PROBLEM TO SOLVE: Reproduce the material below line for line, leaving out the pictures.

⁂

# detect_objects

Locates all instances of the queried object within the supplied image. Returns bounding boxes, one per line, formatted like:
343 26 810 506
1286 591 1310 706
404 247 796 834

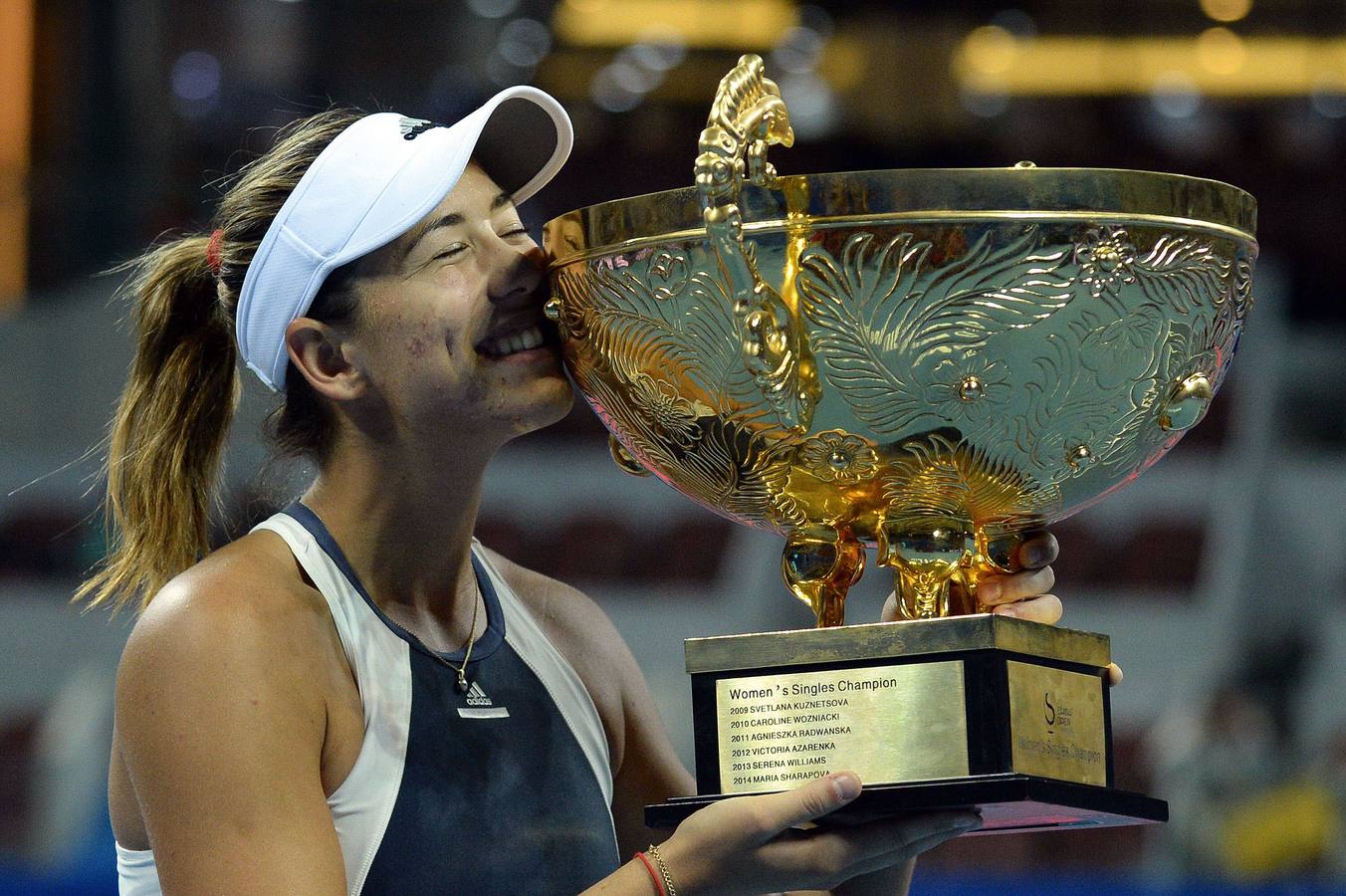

⁂

SOLUTION FOR THIS EXERCISE:
# detect_objects

Locates all instances of the queried object within the supplied image. Returns bounding boxes, one per line, formatted like:
343 26 810 506
1286 591 1310 706
404 247 796 834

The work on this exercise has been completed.